EXERCISE PROMPT: In the afzelechin passage, swap "epimers" for "isomers" and write out the text from "Afzelechin is a" up to and including "cis-3,4-leucopelargonidin into afzelechin.".

PASSAGE PROVIDED:
┏━━

Afzelechin is a flavan-3-ol, a type of flavonoid. It can be found in Bergenia ligulata ( paashaanbhed in Ayurveda traditional Indian medicine). It exists as at least two major epimers (afzelechin and epiafzelechin).

==Metabolism==
(2R,3S)-Catechin:NADP^{+} 4-oxidoreductase transforms cis-3,4-leucopelargonidin into afzelechin.

== Glycosides ==
Arthromerin A (afzelechin-3-O-β-D-xylopyranoside) and arthromerin B (afzelechin-3-O-β-D-glucopyranoside) are afzelechin glycosides isolated from the roots of the fern Arthromeris mairei. (+)-Afzelechin-O-β-4′-D-glucopyranoside can be isolated from the rhizomes of the fern Selliguea feei.

==Proanthocyanidins==
===Dimers===
Afzelechin-(4α→8)-afzelechin (molecular formula C_{30}H_{26}O_{10}, molar mass: 546.52 g/mol, exact mass: 546.152597, CAS number: 101339-37-1, Pubchem CID: 12395) is a B type proanthocyanidin.

┗━━

RECORDED INFORMATION:
┏━━

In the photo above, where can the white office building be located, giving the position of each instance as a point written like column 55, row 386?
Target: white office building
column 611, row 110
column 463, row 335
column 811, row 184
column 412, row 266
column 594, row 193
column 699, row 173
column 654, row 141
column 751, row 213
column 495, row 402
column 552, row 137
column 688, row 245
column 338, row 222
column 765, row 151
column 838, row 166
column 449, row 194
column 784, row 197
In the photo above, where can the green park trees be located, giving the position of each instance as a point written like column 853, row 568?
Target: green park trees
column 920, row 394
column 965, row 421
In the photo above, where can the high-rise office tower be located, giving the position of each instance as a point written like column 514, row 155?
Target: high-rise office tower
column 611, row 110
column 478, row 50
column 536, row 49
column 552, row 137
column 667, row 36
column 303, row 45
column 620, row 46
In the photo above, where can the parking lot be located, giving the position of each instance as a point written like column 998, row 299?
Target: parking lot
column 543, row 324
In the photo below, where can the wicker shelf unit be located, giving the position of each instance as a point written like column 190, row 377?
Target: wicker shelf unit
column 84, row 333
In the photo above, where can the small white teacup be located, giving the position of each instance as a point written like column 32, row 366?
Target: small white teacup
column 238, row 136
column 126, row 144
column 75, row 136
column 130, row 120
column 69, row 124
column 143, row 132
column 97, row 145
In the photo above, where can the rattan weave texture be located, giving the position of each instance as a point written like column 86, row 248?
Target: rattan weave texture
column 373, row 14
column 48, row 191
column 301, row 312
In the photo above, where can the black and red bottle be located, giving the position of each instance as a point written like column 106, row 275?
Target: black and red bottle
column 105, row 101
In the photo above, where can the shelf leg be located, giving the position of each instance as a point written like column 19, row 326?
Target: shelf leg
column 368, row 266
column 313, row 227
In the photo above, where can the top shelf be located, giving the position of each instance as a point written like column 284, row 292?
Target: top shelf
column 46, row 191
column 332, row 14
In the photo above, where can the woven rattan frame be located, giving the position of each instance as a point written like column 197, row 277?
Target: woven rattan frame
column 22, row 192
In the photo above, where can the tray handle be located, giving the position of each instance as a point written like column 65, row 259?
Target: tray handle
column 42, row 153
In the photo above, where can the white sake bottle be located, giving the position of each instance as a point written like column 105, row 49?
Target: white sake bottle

┗━━

SOLUTION TO THIS PROBLEM:
Afzelechin is a flavan-3-ol, a type of flavonoid. It can be found in Bergenia ligulata ( paashaanbhed in Ayurveda traditional Indian medicine). It exists as at least two major isomers (afzelechin and epiafzelechin).

==Metabolism==
(2R,3S)-Catechin:NADP^{+} 4-oxidoreductase transforms cis-3,4-leucopelargonidin into afzelechin.